Exactly and without additions, transcribe the line that contains "Practice step: locate the black leather" and every line after it in the data.

(Dataset entries)

-- -- --

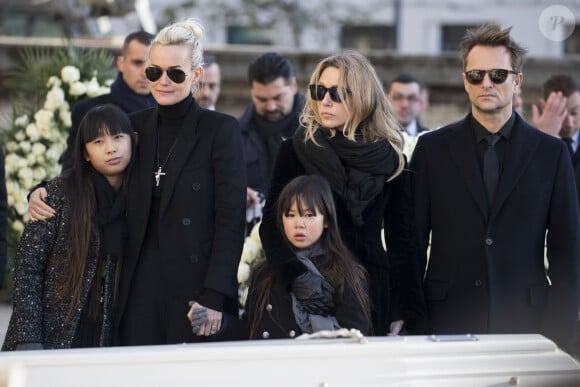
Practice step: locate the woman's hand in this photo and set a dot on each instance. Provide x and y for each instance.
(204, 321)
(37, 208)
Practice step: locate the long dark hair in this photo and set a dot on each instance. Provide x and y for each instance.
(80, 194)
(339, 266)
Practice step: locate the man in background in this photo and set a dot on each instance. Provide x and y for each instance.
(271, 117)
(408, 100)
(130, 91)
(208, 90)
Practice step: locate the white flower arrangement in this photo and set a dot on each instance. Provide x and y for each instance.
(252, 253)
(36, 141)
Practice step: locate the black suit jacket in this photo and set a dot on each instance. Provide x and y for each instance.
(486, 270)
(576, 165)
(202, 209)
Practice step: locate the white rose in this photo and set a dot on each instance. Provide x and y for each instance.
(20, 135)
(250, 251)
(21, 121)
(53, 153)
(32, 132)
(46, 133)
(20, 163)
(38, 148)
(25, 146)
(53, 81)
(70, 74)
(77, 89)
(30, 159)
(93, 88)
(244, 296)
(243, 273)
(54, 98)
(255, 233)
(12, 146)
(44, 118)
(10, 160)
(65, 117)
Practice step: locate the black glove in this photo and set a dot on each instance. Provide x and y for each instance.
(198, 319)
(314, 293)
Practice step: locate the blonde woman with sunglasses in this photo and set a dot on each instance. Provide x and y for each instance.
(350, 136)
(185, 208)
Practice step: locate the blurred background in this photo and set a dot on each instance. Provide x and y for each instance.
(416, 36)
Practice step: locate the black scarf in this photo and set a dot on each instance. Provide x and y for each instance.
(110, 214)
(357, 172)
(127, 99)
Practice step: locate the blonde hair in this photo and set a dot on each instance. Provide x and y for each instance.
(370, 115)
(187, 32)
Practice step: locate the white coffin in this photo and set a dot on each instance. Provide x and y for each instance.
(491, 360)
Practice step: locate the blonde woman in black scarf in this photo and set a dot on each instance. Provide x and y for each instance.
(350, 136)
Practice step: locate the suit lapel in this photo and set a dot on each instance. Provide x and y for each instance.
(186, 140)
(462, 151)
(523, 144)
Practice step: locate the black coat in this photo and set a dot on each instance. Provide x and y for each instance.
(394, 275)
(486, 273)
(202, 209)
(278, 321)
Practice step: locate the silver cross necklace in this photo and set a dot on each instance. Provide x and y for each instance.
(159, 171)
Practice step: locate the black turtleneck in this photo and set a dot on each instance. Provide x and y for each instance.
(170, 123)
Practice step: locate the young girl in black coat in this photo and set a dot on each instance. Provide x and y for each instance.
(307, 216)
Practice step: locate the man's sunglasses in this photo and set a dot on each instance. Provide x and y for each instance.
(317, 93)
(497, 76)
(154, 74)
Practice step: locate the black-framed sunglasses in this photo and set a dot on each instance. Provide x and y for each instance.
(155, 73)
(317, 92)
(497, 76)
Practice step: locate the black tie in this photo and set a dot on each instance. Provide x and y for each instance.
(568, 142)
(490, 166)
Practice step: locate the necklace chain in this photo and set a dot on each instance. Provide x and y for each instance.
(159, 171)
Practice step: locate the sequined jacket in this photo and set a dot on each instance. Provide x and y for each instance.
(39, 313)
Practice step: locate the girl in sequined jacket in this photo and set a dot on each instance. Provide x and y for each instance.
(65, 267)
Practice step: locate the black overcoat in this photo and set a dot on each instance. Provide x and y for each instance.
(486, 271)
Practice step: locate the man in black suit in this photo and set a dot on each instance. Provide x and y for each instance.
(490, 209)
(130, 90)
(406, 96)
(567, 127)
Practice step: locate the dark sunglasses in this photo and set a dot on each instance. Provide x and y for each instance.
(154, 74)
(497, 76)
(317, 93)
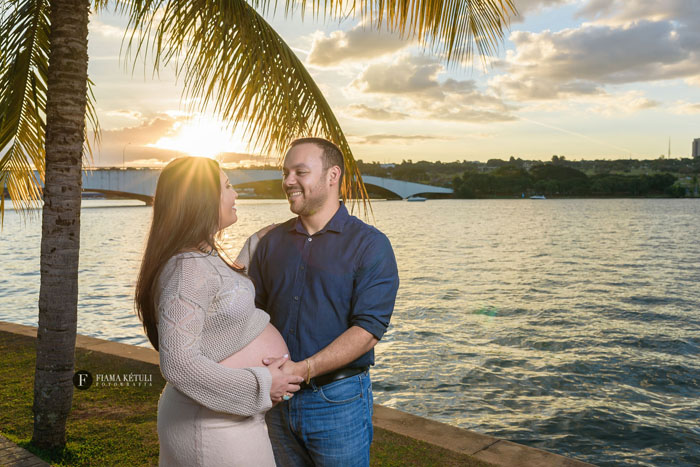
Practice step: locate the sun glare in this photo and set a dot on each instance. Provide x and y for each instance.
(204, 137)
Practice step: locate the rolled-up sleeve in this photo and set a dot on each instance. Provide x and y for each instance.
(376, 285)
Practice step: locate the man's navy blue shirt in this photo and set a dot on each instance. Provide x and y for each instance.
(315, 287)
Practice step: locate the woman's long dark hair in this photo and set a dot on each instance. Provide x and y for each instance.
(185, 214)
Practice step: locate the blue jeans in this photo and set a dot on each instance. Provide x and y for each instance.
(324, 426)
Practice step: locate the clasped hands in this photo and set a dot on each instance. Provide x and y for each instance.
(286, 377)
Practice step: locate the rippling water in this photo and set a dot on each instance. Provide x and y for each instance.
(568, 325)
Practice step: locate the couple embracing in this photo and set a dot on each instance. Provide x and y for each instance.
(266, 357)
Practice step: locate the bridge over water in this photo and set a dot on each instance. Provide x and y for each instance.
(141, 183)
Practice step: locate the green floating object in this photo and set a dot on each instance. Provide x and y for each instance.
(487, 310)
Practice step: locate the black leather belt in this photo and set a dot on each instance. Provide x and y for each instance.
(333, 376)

-- -- --

PROBLEM SOLUTION.
Practice step: locate the black leather belt in this photo and set a dot on each instance. Provide x and y for each instance.
(333, 376)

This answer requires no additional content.